Records excerpted from a collection
--- begin ---
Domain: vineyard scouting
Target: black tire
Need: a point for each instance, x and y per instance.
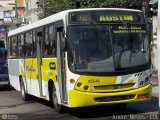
(24, 95)
(59, 108)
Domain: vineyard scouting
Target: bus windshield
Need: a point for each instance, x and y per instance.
(107, 47)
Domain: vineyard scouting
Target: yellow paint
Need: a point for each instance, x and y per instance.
(81, 99)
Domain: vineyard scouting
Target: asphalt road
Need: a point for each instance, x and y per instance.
(13, 107)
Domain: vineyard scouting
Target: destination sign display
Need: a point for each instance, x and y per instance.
(129, 29)
(105, 16)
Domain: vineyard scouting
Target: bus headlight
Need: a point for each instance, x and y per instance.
(144, 82)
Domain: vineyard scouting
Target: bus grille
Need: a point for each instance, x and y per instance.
(114, 86)
(114, 98)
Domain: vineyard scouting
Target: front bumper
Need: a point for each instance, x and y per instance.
(81, 99)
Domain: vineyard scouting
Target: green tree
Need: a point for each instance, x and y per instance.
(54, 6)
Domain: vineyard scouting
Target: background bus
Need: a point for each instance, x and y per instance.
(83, 57)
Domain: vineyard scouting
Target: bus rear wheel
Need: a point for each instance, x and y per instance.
(24, 95)
(59, 108)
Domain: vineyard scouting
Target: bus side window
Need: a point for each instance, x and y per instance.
(14, 47)
(50, 44)
(28, 44)
(34, 44)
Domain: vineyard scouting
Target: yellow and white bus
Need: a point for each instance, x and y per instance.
(82, 57)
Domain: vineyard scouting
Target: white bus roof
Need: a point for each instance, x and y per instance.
(57, 17)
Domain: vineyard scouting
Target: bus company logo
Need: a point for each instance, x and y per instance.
(4, 116)
(117, 87)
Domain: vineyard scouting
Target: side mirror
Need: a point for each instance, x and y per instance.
(63, 44)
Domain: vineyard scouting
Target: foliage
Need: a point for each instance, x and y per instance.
(54, 6)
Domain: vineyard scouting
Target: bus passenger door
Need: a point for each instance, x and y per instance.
(61, 65)
(39, 61)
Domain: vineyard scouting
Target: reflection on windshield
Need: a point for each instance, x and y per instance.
(90, 48)
(98, 49)
(131, 48)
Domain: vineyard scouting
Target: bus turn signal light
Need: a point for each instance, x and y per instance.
(142, 96)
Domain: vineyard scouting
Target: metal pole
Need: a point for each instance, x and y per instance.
(16, 14)
(158, 50)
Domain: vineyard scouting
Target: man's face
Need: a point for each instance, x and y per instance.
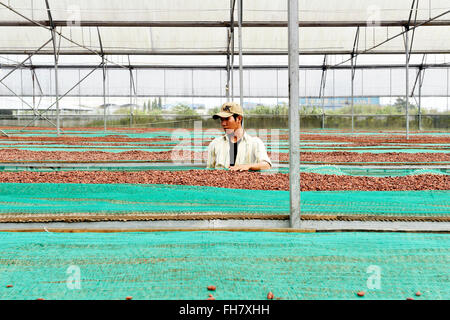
(230, 124)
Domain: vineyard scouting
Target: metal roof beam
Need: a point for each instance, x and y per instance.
(214, 24)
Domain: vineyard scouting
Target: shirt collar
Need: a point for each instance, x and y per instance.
(245, 137)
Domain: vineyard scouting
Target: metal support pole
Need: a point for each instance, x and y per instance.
(420, 100)
(241, 71)
(131, 98)
(104, 94)
(232, 48)
(407, 81)
(56, 84)
(352, 102)
(227, 90)
(294, 119)
(55, 54)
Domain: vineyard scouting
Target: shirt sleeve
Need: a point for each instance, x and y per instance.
(261, 152)
(211, 162)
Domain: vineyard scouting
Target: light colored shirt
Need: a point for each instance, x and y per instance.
(250, 150)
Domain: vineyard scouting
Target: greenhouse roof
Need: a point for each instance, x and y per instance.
(203, 27)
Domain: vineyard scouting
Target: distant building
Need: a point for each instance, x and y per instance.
(334, 103)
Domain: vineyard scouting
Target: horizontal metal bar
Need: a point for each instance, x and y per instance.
(217, 24)
(137, 52)
(218, 67)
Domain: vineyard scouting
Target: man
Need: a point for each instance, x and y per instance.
(236, 150)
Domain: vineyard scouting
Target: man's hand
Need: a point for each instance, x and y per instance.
(241, 167)
(254, 166)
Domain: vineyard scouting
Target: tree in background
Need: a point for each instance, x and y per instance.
(184, 109)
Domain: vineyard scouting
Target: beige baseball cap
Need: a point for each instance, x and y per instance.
(228, 109)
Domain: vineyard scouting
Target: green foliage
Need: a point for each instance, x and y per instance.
(214, 110)
(184, 109)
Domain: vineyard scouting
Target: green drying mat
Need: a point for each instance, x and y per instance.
(50, 198)
(242, 265)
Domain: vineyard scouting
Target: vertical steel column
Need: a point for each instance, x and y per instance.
(294, 119)
(131, 98)
(227, 91)
(420, 100)
(55, 54)
(104, 94)
(241, 71)
(448, 85)
(407, 80)
(232, 2)
(352, 102)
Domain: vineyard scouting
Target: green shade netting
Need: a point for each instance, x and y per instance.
(242, 265)
(330, 170)
(140, 198)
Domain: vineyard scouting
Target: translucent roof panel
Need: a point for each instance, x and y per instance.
(18, 16)
(219, 10)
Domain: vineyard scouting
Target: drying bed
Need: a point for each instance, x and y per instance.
(24, 202)
(241, 265)
(236, 180)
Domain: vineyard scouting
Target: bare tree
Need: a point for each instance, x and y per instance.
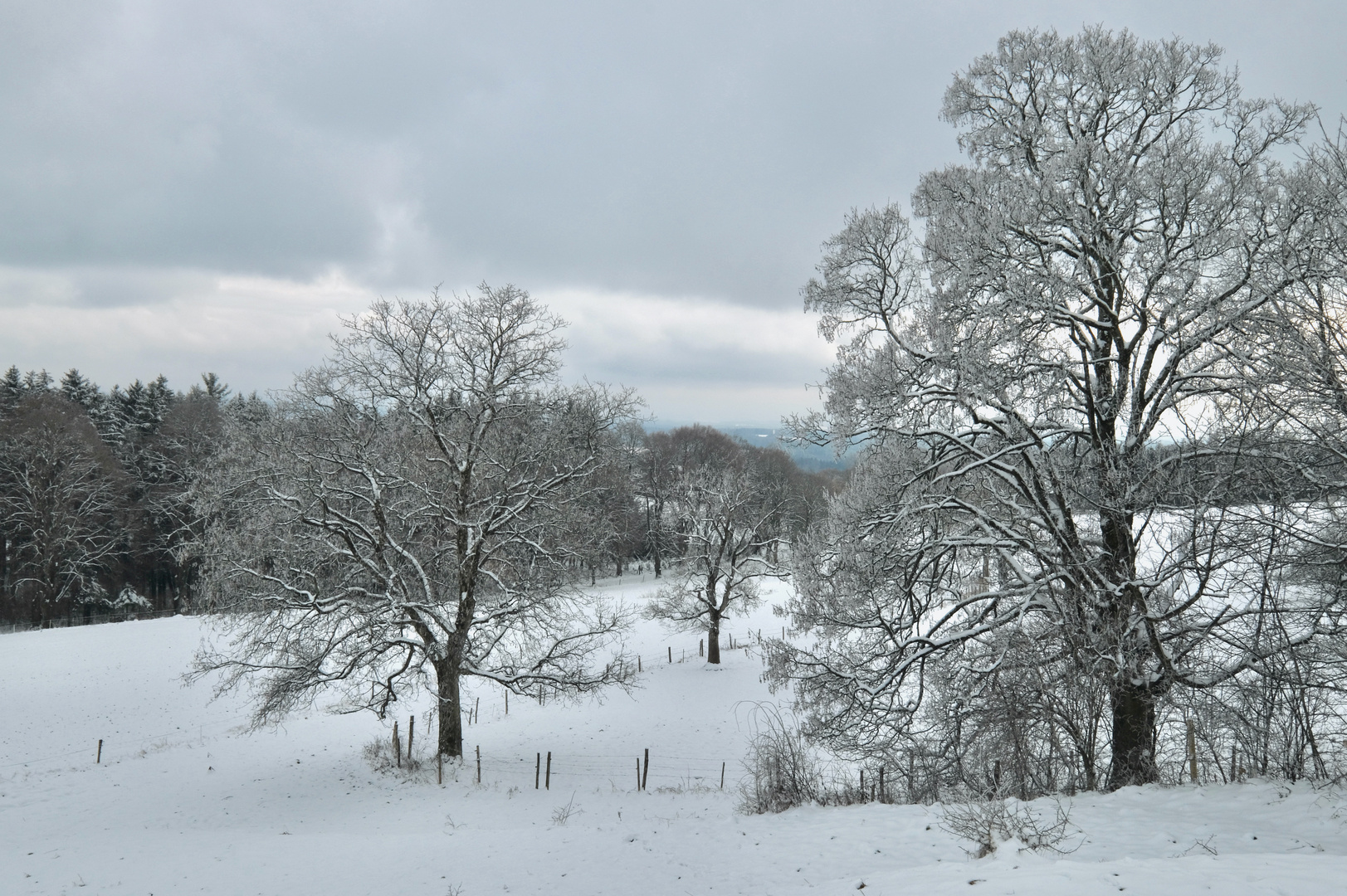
(402, 516)
(1068, 386)
(730, 509)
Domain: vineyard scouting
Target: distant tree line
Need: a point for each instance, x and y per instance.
(101, 509)
(95, 511)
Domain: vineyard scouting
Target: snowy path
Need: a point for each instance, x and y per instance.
(185, 802)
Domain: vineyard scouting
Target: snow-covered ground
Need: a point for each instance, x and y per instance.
(186, 801)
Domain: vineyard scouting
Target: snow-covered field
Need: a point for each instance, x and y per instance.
(186, 801)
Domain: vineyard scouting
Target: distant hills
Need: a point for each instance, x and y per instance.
(807, 457)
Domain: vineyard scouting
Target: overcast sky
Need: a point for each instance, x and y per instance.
(205, 186)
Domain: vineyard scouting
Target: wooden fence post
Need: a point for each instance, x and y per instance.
(1193, 752)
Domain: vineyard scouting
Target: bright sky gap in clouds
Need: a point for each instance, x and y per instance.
(207, 186)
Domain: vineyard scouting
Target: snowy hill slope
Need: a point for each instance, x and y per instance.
(188, 802)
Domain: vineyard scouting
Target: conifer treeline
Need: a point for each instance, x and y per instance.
(95, 514)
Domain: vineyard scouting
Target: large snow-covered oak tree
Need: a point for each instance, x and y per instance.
(1075, 384)
(403, 516)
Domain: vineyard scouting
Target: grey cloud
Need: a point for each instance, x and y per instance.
(149, 147)
(685, 149)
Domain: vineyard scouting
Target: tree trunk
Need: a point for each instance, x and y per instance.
(1133, 738)
(450, 716)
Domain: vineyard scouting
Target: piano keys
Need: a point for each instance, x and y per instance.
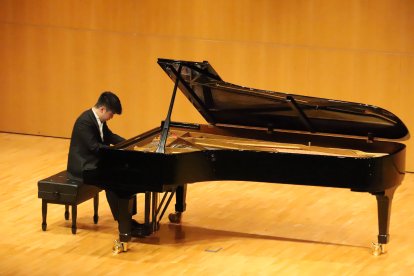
(256, 135)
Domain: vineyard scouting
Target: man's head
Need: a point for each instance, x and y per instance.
(108, 104)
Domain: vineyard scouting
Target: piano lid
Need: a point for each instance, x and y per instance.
(220, 102)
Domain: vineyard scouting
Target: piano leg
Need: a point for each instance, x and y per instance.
(124, 226)
(384, 201)
(180, 205)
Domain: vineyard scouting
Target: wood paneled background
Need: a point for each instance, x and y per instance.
(58, 56)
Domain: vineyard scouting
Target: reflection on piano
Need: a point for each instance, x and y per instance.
(255, 135)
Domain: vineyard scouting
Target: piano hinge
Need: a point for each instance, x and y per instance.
(270, 130)
(370, 138)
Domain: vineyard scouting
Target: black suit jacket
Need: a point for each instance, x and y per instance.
(86, 143)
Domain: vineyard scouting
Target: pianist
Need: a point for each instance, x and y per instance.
(90, 134)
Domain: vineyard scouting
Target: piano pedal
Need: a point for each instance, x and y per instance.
(175, 217)
(119, 247)
(378, 248)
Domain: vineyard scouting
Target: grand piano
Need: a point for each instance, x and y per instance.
(254, 135)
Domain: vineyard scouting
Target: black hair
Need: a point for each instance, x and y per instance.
(110, 101)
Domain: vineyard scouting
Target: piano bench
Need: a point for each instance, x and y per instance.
(59, 189)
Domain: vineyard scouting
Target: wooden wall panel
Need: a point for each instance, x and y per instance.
(57, 56)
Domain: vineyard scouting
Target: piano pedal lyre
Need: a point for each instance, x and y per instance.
(119, 247)
(378, 248)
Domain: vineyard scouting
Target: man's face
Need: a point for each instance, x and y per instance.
(106, 114)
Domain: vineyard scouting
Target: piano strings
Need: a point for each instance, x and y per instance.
(187, 141)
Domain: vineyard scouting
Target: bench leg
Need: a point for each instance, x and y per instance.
(44, 214)
(66, 211)
(95, 208)
(74, 215)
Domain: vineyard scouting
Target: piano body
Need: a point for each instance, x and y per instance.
(255, 135)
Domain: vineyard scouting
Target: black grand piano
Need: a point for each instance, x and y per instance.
(254, 135)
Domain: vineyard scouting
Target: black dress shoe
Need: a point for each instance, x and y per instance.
(138, 232)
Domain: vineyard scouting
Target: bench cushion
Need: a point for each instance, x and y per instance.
(61, 189)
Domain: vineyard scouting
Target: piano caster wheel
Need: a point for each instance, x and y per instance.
(95, 219)
(175, 217)
(119, 247)
(378, 249)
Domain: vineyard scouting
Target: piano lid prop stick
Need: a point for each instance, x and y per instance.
(166, 125)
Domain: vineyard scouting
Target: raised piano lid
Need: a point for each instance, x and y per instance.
(220, 102)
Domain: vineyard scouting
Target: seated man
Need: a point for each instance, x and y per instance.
(90, 134)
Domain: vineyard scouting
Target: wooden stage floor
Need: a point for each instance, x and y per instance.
(229, 228)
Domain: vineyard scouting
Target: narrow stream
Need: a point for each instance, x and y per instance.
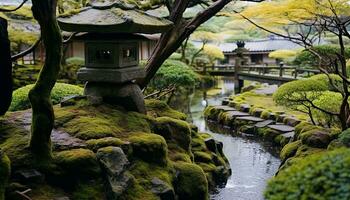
(252, 162)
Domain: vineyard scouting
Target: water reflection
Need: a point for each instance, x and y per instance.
(252, 162)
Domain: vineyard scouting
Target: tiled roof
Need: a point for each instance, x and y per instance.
(264, 45)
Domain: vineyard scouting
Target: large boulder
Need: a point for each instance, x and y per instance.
(174, 131)
(114, 164)
(190, 182)
(5, 172)
(316, 138)
(149, 147)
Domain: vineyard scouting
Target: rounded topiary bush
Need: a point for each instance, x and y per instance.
(320, 176)
(20, 99)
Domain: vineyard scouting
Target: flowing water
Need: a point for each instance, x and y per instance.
(252, 161)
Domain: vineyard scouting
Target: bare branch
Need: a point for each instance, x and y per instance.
(14, 9)
(27, 51)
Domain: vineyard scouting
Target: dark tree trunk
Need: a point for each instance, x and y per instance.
(172, 40)
(5, 69)
(44, 12)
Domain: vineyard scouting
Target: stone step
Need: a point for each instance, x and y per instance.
(235, 114)
(245, 107)
(225, 108)
(250, 118)
(264, 123)
(288, 135)
(282, 128)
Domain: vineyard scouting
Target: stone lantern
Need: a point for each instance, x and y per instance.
(112, 55)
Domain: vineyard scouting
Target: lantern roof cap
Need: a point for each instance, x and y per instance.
(112, 16)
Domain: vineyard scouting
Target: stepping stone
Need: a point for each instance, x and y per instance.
(234, 114)
(245, 107)
(63, 141)
(291, 121)
(257, 112)
(289, 134)
(250, 118)
(282, 128)
(225, 108)
(280, 118)
(225, 101)
(30, 175)
(264, 123)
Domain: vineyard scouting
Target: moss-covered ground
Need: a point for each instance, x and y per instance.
(158, 145)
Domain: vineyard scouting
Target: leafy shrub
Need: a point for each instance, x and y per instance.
(20, 99)
(319, 176)
(327, 52)
(317, 90)
(174, 72)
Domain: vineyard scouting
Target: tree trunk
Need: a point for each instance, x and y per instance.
(5, 69)
(44, 12)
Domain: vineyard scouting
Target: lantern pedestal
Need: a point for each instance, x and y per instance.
(128, 95)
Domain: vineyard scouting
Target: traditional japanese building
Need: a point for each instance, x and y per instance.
(258, 51)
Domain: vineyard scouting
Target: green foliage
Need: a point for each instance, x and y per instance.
(157, 108)
(320, 176)
(149, 147)
(20, 99)
(313, 94)
(289, 150)
(173, 72)
(188, 175)
(68, 72)
(71, 161)
(5, 172)
(327, 52)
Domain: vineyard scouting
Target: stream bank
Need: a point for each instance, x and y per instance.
(296, 140)
(253, 161)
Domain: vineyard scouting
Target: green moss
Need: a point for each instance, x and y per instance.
(89, 191)
(177, 156)
(158, 108)
(5, 172)
(14, 142)
(20, 99)
(143, 173)
(207, 167)
(149, 147)
(188, 174)
(304, 150)
(77, 160)
(96, 144)
(289, 150)
(265, 114)
(322, 176)
(200, 156)
(211, 113)
(138, 122)
(174, 131)
(92, 127)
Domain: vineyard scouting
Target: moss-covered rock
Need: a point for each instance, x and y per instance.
(174, 131)
(75, 165)
(320, 176)
(315, 138)
(188, 174)
(211, 113)
(149, 147)
(95, 144)
(5, 172)
(289, 150)
(158, 108)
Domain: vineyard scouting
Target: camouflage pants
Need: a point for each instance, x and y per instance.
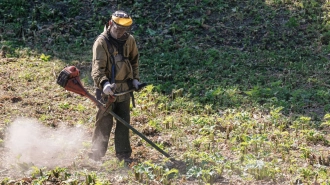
(103, 128)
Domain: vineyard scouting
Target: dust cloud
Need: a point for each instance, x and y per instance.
(31, 143)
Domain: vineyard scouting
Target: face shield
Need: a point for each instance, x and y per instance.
(118, 31)
(121, 24)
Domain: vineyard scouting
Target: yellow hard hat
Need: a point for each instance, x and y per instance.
(122, 18)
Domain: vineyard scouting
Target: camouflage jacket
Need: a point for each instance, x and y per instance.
(127, 66)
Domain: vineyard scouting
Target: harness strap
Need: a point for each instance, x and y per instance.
(113, 67)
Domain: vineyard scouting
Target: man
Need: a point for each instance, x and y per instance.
(114, 69)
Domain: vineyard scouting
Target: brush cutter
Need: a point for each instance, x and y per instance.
(69, 79)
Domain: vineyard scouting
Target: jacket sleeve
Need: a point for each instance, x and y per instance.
(99, 65)
(134, 58)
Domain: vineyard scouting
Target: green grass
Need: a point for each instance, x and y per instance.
(239, 90)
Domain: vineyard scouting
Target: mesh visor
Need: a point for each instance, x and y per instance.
(118, 31)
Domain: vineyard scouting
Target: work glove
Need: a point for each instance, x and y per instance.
(109, 88)
(136, 84)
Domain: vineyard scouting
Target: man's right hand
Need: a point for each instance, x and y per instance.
(109, 88)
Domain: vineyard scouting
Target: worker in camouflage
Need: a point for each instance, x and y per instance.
(115, 69)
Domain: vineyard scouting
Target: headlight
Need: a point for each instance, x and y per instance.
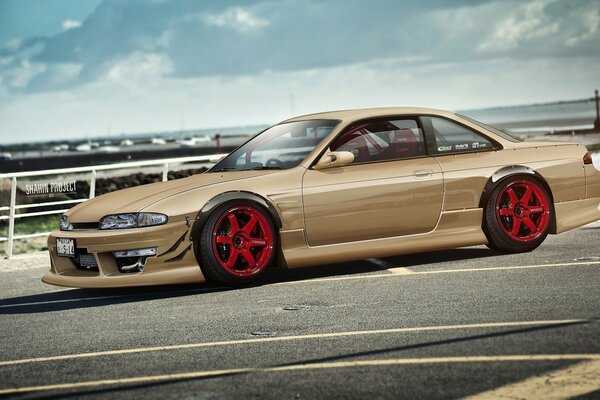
(125, 221)
(64, 223)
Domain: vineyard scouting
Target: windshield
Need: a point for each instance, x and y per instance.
(282, 146)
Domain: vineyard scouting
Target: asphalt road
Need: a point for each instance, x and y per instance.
(446, 324)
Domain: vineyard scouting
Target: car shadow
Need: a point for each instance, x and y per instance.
(122, 388)
(86, 298)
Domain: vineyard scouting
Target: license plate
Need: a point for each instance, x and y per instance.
(65, 247)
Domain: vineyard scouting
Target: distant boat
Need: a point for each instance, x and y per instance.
(191, 142)
(108, 149)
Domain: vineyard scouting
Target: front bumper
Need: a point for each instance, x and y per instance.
(175, 261)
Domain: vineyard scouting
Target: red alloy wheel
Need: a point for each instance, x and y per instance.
(523, 211)
(242, 241)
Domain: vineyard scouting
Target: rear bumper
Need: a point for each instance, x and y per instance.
(175, 261)
(573, 214)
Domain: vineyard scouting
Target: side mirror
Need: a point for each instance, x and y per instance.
(334, 159)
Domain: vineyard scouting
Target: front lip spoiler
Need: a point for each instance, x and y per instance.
(190, 274)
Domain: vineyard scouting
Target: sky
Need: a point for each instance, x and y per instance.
(82, 68)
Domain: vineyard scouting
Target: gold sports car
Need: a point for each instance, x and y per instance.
(329, 188)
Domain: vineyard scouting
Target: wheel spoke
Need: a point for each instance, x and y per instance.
(531, 225)
(249, 227)
(235, 227)
(513, 196)
(222, 239)
(233, 255)
(248, 257)
(516, 226)
(258, 242)
(527, 196)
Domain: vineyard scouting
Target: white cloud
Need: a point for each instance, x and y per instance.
(21, 76)
(13, 44)
(236, 18)
(140, 68)
(590, 22)
(159, 103)
(70, 24)
(528, 21)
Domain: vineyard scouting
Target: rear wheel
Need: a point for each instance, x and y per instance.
(237, 244)
(517, 215)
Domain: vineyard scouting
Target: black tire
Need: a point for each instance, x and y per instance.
(215, 255)
(518, 215)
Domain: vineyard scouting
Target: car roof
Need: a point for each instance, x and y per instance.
(361, 113)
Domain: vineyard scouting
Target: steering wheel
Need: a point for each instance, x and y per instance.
(275, 163)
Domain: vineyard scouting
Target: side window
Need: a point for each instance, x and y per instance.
(454, 138)
(382, 140)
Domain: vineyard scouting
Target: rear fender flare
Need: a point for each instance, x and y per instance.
(506, 172)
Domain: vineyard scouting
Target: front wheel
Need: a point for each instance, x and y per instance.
(237, 244)
(518, 215)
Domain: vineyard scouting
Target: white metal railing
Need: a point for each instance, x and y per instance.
(13, 207)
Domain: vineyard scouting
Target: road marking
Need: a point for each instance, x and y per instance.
(566, 383)
(300, 367)
(78, 299)
(398, 271)
(401, 271)
(394, 272)
(295, 337)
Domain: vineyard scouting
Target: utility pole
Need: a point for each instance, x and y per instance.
(597, 121)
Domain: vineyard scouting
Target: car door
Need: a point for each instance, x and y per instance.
(392, 188)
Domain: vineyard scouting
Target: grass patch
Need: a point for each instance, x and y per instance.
(593, 147)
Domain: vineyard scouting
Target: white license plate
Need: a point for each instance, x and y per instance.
(65, 247)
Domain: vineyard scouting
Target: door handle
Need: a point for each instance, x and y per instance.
(422, 173)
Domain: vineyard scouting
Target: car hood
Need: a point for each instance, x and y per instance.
(137, 198)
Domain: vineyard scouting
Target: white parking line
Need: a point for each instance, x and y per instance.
(401, 271)
(565, 383)
(300, 367)
(296, 337)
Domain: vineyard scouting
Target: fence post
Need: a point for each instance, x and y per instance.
(11, 218)
(93, 184)
(166, 172)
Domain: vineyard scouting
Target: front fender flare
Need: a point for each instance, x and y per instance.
(227, 197)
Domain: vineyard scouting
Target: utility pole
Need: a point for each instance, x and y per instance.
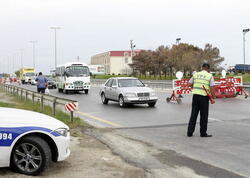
(21, 57)
(34, 55)
(55, 28)
(244, 40)
(178, 41)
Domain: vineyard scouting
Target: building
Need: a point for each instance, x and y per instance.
(115, 62)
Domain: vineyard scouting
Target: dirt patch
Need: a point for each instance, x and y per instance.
(89, 158)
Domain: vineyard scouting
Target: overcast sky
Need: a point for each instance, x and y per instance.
(96, 26)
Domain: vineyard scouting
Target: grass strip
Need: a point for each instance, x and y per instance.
(20, 103)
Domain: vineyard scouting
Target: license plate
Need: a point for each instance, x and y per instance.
(143, 98)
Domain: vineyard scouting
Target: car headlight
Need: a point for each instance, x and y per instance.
(130, 94)
(62, 131)
(153, 94)
(68, 83)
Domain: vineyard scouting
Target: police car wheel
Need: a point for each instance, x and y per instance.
(31, 156)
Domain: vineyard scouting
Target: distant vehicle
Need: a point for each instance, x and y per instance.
(33, 80)
(27, 74)
(127, 90)
(51, 83)
(73, 76)
(30, 141)
(97, 69)
(242, 68)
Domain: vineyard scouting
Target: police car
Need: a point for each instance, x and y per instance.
(30, 141)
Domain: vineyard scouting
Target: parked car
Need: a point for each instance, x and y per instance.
(33, 80)
(30, 141)
(127, 90)
(51, 83)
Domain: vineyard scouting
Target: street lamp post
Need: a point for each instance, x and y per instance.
(34, 55)
(132, 46)
(244, 40)
(178, 40)
(55, 28)
(21, 57)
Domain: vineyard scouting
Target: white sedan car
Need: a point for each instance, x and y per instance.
(30, 141)
(127, 90)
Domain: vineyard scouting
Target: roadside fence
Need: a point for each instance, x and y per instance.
(25, 94)
(158, 84)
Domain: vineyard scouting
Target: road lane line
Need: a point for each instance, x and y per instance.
(213, 119)
(99, 119)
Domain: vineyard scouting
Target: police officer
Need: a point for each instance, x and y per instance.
(200, 101)
(41, 83)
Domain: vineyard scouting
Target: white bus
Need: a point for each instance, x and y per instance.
(74, 76)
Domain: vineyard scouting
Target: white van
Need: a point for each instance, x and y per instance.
(74, 76)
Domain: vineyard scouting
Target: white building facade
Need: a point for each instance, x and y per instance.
(115, 62)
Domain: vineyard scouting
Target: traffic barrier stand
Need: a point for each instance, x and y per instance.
(71, 107)
(180, 87)
(229, 87)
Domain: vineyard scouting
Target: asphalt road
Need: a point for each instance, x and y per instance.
(165, 127)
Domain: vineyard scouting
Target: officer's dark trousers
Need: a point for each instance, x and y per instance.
(199, 104)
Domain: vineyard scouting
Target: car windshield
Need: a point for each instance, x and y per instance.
(78, 71)
(29, 74)
(130, 83)
(50, 79)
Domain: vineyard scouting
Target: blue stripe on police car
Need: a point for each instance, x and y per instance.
(9, 134)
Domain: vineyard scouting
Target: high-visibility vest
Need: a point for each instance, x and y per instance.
(201, 79)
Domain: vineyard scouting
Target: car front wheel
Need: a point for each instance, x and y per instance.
(104, 99)
(31, 156)
(121, 102)
(151, 104)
--- end ---
## Prompt
Count the lines of the listing that contain the word "shirt", and reply with that number alone.

## Exercise result
3